## Problem description
In the records below, find the line that contains "[mark] gray long-sleeve" and repeat it, along with each line after it, exactly as written.

Saved data entries

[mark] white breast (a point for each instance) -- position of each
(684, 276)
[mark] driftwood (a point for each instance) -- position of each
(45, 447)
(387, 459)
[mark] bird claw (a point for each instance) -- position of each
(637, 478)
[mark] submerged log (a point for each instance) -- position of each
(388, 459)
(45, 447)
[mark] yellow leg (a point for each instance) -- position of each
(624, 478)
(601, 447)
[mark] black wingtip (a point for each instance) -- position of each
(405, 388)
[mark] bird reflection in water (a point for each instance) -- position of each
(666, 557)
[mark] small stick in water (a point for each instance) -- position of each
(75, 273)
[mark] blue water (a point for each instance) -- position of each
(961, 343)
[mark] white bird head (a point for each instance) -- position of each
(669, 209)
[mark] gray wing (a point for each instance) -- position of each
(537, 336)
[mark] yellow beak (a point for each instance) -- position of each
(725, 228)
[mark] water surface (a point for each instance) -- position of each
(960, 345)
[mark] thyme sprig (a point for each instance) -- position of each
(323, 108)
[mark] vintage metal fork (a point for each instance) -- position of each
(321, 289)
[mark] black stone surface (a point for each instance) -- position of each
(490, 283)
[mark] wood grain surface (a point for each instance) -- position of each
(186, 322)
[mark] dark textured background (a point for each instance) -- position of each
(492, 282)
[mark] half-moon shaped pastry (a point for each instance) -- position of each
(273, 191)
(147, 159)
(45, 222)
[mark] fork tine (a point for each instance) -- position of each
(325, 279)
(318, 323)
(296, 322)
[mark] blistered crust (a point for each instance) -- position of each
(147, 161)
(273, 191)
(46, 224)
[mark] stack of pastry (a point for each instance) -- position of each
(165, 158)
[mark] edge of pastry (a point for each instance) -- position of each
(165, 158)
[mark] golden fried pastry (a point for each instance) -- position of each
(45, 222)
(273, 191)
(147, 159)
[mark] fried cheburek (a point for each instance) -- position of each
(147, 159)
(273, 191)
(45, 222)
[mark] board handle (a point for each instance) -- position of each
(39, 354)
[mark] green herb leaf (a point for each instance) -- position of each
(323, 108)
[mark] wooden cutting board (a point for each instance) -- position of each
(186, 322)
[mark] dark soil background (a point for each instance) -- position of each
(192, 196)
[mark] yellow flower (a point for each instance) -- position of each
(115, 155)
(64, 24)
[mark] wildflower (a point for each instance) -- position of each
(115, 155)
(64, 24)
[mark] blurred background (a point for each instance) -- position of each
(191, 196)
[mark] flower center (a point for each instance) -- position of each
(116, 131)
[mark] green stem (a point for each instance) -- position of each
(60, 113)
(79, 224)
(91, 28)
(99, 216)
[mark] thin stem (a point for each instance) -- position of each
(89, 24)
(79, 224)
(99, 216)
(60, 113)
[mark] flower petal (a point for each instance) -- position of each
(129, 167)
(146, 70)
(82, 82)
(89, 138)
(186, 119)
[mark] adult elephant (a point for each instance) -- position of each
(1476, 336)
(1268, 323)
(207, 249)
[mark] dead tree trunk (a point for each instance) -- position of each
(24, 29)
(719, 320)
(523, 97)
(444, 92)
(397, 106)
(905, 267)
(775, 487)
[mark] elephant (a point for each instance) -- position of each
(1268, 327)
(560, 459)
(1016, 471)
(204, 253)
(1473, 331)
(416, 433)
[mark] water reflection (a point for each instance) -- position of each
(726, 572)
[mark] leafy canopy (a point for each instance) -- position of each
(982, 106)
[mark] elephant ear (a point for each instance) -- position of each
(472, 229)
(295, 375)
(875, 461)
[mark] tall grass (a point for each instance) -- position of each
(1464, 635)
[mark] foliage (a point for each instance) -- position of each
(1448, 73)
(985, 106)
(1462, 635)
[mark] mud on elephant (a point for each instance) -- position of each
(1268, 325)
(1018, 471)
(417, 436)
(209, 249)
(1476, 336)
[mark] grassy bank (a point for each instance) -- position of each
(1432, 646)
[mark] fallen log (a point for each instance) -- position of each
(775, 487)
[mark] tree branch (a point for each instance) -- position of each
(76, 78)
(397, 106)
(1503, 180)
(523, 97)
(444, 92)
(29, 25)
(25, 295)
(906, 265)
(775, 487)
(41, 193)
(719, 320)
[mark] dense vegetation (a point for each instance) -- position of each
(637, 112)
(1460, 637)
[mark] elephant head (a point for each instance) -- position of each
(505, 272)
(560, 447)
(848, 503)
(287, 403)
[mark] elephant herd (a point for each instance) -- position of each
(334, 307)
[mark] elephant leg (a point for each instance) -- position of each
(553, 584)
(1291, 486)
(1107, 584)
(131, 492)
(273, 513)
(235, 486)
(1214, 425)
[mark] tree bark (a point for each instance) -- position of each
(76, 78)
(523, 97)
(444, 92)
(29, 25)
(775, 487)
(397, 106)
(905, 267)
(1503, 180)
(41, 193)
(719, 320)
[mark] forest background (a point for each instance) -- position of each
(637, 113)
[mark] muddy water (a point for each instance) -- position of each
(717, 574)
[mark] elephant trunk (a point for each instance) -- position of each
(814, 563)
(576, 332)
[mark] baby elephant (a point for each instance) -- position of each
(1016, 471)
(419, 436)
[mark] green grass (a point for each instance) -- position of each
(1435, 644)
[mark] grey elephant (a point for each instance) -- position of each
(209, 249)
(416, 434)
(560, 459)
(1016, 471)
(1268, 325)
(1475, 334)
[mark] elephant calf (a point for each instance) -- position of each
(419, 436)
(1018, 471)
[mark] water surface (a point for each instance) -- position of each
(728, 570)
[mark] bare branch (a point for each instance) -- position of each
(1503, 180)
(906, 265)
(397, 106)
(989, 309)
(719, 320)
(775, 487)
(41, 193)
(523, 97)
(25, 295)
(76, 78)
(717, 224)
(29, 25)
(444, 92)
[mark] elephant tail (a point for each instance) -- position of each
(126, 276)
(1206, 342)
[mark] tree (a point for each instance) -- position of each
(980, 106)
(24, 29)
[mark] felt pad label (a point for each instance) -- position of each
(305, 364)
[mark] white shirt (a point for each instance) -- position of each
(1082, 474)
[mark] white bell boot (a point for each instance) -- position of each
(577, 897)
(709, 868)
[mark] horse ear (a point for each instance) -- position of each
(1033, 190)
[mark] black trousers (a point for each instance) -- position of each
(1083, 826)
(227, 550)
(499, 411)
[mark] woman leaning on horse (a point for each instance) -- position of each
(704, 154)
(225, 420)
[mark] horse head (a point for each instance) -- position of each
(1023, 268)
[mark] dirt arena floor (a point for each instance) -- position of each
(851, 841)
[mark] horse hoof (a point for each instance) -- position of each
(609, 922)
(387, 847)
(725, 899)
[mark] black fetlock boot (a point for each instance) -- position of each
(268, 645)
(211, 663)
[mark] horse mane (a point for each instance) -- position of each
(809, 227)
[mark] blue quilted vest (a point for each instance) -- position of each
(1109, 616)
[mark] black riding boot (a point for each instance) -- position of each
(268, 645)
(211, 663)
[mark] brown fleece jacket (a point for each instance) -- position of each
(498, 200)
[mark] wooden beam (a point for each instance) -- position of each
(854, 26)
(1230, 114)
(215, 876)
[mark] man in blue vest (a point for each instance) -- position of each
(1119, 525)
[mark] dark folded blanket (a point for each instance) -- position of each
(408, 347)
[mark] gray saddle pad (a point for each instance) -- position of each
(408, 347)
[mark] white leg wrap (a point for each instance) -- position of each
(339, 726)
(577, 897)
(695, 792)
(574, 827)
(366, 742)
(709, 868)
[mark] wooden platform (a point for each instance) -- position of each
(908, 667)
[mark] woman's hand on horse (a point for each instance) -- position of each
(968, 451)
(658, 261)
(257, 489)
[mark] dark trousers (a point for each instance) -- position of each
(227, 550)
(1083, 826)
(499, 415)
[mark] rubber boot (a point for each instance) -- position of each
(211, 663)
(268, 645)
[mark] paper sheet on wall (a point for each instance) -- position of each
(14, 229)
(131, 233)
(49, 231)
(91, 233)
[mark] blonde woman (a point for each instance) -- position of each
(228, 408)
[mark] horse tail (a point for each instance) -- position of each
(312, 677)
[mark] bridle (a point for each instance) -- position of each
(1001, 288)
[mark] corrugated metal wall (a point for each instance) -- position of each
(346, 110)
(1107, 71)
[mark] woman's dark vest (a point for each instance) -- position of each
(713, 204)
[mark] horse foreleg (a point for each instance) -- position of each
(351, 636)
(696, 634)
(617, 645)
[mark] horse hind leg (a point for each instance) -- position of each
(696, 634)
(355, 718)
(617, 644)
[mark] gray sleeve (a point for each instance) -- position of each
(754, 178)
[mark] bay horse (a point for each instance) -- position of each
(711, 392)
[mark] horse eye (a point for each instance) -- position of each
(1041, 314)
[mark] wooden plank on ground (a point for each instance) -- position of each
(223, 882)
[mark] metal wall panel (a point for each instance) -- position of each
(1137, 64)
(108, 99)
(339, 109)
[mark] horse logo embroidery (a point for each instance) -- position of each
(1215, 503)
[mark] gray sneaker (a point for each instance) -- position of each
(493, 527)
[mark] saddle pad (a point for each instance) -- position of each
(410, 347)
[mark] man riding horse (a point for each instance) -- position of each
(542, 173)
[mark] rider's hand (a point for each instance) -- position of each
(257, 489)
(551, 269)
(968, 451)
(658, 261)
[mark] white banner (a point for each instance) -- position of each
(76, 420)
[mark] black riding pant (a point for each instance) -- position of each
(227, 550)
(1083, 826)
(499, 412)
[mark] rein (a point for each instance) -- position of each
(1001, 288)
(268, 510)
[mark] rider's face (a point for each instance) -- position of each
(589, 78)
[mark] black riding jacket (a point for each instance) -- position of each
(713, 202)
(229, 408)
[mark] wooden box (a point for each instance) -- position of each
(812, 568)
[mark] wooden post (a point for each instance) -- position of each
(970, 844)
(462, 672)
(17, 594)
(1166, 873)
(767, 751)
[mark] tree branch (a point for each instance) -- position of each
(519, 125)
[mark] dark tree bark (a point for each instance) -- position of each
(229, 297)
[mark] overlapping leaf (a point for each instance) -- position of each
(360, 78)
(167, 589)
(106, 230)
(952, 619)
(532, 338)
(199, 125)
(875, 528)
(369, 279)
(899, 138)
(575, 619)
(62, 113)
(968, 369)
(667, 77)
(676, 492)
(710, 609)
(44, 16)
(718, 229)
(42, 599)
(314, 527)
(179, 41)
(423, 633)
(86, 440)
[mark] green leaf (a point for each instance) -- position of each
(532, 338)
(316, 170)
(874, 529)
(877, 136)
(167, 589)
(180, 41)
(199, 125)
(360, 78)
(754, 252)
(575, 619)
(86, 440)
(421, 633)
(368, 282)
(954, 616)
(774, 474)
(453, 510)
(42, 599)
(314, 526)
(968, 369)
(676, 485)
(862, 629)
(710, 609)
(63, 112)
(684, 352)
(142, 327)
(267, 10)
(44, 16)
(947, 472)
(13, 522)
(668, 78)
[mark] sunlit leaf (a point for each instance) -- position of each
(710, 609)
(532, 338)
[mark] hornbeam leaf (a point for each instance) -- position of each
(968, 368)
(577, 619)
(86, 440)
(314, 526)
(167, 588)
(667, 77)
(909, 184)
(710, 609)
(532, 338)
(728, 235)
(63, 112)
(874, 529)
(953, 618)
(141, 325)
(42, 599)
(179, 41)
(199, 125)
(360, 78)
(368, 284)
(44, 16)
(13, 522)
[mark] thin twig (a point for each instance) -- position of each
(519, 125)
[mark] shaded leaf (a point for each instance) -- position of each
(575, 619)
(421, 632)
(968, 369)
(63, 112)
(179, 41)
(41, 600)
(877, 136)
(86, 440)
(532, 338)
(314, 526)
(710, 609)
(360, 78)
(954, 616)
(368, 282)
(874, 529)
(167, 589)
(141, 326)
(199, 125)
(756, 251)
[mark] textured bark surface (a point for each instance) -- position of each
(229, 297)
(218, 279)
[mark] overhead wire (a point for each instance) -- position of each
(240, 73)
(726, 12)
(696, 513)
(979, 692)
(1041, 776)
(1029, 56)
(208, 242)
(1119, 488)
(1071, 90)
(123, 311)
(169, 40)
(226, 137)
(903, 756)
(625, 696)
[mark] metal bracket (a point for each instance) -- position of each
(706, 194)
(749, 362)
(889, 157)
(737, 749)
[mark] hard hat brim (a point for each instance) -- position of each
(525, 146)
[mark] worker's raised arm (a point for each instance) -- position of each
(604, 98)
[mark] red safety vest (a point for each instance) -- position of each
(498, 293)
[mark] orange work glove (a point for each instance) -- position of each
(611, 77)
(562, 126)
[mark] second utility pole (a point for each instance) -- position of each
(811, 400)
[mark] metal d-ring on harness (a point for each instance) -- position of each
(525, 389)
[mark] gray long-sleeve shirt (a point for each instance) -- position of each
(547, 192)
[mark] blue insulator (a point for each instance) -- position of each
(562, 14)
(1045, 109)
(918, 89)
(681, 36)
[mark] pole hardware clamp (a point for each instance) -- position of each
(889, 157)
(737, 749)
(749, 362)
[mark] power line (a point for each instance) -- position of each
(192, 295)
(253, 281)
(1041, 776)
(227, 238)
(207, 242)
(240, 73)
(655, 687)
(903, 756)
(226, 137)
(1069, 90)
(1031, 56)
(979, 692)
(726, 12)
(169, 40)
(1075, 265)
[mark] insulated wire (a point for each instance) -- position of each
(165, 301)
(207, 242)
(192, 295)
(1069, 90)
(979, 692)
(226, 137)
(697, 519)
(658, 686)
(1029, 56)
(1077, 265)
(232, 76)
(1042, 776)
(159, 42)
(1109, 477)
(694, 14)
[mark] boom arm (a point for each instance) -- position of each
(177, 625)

## Task answer
[mark] gray long-sleeve shirt (a point for each instance) -- position of each
(547, 192)
[mark] blue insulator (a point for each instance) -- position of each
(562, 14)
(1045, 109)
(918, 89)
(681, 36)
[mark] pole hardware clamp (a point for each instance) -- position of each
(889, 157)
(737, 749)
(749, 362)
[mark] power line (a point for each instance) -- position of each
(192, 295)
(253, 281)
(1041, 776)
(227, 238)
(207, 242)
(240, 73)
(655, 687)
(903, 756)
(226, 137)
(1069, 90)
(1031, 56)
(979, 692)
(726, 12)
(169, 40)
(1075, 265)
[mark] insulated wire (a point for each instance) -- position of each
(165, 301)
(207, 242)
(192, 295)
(1069, 90)
(979, 692)
(226, 137)
(697, 519)
(658, 686)
(1029, 56)
(1077, 265)
(232, 76)
(1042, 776)
(159, 42)
(1109, 477)
(694, 14)
[mark] boom arm (a point for each instance) -- position of each
(177, 625)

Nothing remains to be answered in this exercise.